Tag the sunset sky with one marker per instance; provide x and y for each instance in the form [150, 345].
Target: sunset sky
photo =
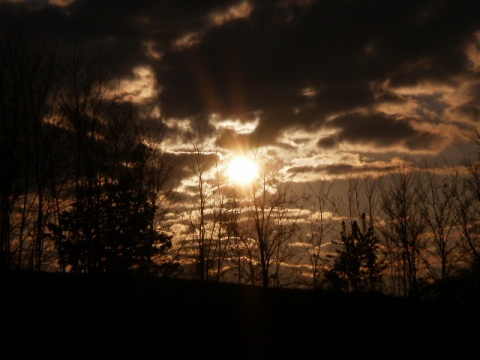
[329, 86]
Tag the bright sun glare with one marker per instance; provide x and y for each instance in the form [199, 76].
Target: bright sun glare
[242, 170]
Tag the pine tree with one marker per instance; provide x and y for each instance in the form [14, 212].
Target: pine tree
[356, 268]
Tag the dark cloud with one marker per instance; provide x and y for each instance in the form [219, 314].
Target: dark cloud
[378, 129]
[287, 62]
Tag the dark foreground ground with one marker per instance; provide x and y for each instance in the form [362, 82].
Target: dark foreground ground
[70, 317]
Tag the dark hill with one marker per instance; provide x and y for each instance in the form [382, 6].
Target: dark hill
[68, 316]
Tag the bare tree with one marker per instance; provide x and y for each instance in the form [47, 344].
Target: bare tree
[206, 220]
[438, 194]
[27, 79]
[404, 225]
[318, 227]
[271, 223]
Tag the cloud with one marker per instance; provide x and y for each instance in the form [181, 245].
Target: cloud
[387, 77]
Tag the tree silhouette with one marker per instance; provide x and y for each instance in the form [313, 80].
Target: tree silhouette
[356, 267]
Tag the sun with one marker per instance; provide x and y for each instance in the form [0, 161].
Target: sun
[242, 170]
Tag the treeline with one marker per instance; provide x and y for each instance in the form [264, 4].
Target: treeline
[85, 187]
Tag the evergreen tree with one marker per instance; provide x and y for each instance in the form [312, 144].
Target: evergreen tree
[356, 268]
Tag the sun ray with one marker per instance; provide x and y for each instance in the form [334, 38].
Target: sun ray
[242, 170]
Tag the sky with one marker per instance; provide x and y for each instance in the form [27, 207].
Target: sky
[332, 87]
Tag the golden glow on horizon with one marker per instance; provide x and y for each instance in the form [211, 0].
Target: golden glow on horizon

------------------------------------------------

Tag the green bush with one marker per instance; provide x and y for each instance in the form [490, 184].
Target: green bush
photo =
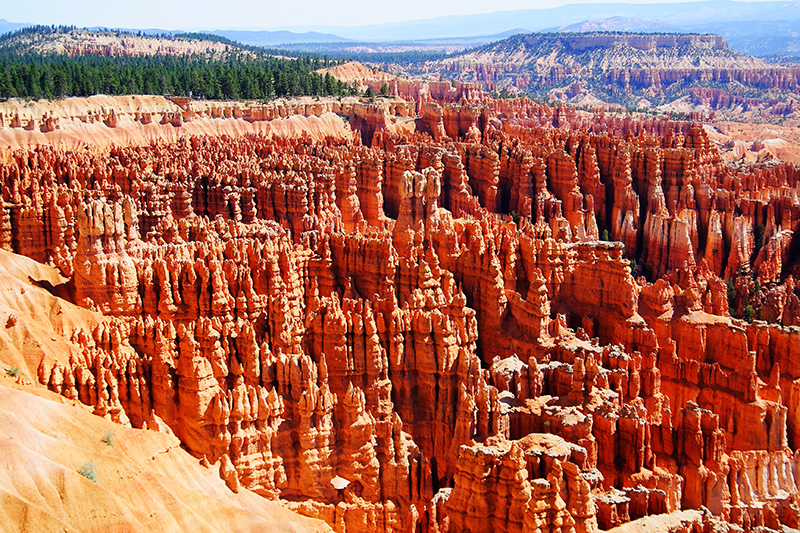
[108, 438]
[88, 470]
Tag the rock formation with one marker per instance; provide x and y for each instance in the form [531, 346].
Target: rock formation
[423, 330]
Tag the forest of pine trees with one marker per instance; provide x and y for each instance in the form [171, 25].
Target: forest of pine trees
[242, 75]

------------------------------------------------

Please rewrite as a numbered list the part that opens with the line containing "Tag the evergreen" and closes with the line containing "Target: golden glow on horizon", including both of those lines and skipping any blank ones.

**Right answer**
1. Tag the evergreen tree with one marker per instance; provide x and y for each instance in the form [312, 144].
2. Target: evergreen tree
3. [356, 268]
4. Tag the sun ray with one marker per instance; provide x and y for each instance in the form [334, 38].
5. Target: sun ray
6. [242, 170]
7. Tag the sky with one marker per instance; provide x and y for each instance in the form [27, 207].
8. Target: sky
9. [332, 87]
10. Tag the golden glow on horizon with one marker per instance; provide x and y for each instance in the form [211, 0].
11. Target: golden glow on horizon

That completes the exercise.